■ Provided passage
================================

Why, after Covid, is acquirers’ appetite for travelling about risk rather than reward (or at least security)?


Merchant acquiring for the travel industry finds itself at a crossroads after the impact of Covid over the last two years. Acquirers have lost money, seen many travel merchants go out of business or had their balance sheets severely damaged, and this has seen, on the whole, two pathways – several acquirers, have now pulled out of travel altogether (at least for the time being) and given merchants their marching orders; and the others? Surprisingly, they have largely pressed on with the same low pricing and generally without much security. Surely though, with travel companies needing to offer better protection and transparency over the security of customer funds, this should flow through the whole supply chain, and it should be time for risk to be mitigated for the reward of all?

 

 

“Travel used to be high risk; now it’s ultra high risk” is a quote I’ve heard from one acquirer but probably a sentiment that is shared by all. Most travel companies are Deferred Delivery Merchants (DDMs), where the payment for services is taken some time before the actual delivery of these services, and this is where the risk comes from. Without controls over this money or lots of cash, these DDMs represent a risk to acquirers (and schemes)  in the event of the merchant’s failure. It must be a constant concern for acquirers – is the payment being used for the actual trip or company cashflow; if travel stops again, will there be funds to refund/pay for the trip; is there money in place for the large numbers of refund credit notes or credit notes that are in circulation (ATOL in the UK has this figure at £85 million, but this doesn’t include the figure where companies have offered their own credit for a future trip which was widespread across the world)?

================================

■ Dataset records
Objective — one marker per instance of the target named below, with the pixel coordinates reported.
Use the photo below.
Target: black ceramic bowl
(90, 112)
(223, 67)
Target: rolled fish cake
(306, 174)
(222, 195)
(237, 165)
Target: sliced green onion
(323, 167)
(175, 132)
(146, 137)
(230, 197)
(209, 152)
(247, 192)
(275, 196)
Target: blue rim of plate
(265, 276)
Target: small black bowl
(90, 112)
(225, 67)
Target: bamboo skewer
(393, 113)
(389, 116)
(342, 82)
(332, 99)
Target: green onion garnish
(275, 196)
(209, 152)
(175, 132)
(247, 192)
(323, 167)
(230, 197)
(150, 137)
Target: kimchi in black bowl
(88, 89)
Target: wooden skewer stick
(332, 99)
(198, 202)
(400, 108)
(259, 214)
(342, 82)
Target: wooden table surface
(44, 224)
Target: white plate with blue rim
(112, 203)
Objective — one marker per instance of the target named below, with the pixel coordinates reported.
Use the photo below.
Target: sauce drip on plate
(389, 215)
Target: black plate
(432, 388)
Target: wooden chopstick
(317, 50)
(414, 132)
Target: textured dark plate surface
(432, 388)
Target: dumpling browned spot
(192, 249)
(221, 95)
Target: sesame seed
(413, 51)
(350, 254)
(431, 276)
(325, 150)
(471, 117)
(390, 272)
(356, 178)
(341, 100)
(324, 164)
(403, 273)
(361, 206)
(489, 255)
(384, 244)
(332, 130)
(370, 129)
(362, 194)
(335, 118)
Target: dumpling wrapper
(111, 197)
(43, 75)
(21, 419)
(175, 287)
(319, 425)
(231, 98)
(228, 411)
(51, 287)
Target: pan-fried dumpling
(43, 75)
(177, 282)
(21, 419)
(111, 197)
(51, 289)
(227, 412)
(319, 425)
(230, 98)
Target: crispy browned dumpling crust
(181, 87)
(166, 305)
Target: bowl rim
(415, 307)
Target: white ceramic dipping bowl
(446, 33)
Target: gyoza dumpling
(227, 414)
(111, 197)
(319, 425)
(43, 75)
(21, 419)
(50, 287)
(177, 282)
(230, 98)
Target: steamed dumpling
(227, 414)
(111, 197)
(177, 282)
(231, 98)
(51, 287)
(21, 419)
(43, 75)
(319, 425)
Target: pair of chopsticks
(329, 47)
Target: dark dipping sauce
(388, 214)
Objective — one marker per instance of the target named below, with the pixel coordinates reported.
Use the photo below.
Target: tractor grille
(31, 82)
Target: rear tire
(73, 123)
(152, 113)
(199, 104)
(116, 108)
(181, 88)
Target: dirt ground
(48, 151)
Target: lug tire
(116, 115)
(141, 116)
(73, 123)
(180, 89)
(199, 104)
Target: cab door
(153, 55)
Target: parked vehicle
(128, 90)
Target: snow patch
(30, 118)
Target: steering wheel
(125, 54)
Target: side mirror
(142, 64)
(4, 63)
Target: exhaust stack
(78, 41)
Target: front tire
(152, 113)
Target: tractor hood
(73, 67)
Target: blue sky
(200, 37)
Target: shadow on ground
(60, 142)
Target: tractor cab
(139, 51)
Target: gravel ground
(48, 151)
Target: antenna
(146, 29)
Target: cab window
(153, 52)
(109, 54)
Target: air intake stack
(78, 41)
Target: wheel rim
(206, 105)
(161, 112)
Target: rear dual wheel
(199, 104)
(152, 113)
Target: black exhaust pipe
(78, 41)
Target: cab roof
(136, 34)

================================

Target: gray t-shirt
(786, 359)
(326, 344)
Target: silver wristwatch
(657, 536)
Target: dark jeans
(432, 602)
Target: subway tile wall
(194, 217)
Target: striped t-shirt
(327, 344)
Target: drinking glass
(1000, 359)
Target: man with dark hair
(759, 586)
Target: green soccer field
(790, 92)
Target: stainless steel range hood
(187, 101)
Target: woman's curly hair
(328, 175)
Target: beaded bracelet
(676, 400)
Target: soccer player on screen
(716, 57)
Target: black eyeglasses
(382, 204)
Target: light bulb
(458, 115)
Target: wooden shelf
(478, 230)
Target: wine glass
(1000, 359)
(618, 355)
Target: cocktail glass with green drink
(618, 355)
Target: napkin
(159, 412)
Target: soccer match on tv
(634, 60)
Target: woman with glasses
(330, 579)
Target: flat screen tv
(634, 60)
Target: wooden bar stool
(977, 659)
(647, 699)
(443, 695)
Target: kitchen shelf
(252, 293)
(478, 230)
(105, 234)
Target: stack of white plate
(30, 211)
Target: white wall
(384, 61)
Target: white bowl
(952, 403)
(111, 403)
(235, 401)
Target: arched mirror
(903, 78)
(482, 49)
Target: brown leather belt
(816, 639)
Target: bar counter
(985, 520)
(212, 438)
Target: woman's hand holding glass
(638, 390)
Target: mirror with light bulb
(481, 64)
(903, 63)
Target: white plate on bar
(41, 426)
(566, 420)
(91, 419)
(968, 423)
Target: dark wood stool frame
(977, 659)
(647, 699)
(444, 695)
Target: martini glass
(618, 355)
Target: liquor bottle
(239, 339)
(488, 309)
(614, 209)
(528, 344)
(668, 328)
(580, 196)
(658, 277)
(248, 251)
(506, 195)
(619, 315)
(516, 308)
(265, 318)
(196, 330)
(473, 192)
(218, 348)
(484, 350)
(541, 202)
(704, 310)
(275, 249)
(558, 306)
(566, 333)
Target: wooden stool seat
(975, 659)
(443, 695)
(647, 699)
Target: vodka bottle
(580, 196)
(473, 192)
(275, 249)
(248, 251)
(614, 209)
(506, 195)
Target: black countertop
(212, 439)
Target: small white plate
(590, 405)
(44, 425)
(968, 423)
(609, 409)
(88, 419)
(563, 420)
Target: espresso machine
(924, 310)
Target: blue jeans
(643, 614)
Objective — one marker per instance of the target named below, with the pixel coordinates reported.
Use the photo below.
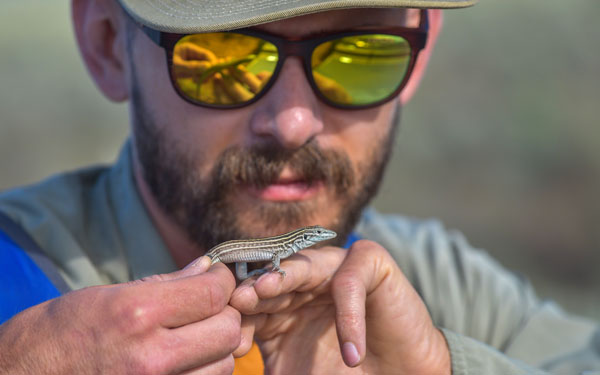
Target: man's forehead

================================

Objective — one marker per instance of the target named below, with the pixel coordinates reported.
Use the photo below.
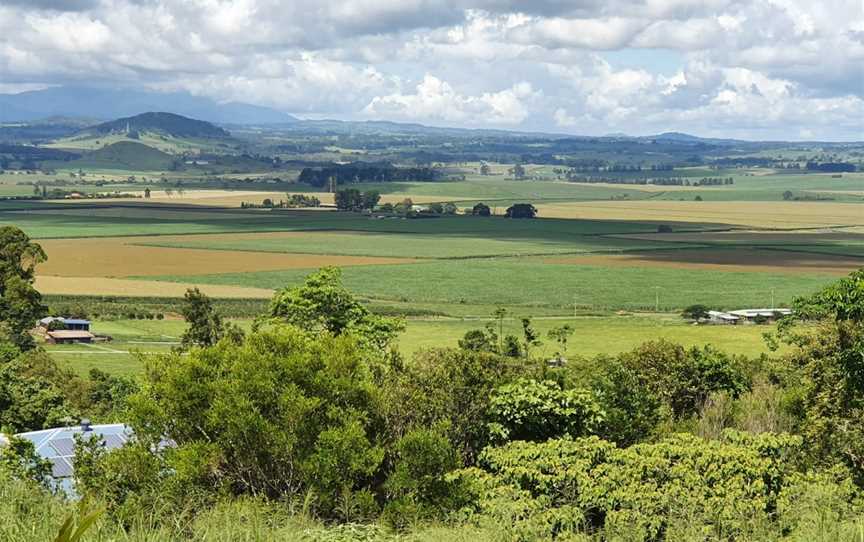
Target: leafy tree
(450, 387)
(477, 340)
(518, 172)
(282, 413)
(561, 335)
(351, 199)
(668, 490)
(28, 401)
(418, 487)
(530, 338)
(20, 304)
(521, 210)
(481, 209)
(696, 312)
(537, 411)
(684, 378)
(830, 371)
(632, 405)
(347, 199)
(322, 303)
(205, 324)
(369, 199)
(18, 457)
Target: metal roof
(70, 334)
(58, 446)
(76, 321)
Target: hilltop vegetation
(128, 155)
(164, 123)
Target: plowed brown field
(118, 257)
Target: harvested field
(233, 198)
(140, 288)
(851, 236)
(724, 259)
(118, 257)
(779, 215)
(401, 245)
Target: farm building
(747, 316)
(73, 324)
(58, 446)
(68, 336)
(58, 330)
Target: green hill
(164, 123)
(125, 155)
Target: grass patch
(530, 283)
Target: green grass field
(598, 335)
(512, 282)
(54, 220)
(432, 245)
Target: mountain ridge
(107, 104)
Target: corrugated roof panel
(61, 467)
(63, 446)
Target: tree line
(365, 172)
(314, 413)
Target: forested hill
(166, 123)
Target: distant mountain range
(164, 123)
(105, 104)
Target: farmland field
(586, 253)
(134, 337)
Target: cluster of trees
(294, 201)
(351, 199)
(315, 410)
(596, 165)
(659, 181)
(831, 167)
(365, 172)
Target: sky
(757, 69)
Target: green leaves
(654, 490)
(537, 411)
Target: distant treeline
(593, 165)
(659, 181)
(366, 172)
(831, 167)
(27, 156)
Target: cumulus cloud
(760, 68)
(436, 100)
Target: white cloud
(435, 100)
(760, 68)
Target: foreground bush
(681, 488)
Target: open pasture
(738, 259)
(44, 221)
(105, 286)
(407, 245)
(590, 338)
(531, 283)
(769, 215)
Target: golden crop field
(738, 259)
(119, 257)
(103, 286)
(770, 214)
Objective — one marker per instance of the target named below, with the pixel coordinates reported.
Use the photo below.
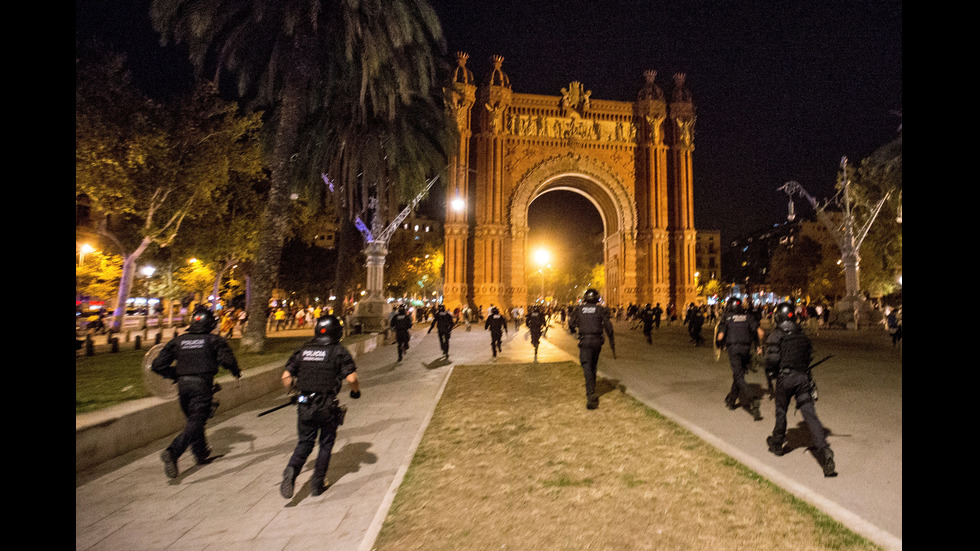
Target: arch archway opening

================================

■ Instructions to follow
The passage on merchant acquiring for the travel industry names several questions that must be a constant concern for acquirers. List all of them.

■ Completed exercise
- Is the payment being used for the actual trip or for company cashflow?
- If travel stops again, will there be funds to refund or pay for the trip?
- Is there money in place for the large numbers of refund credit notes or credit notes that are in circulation?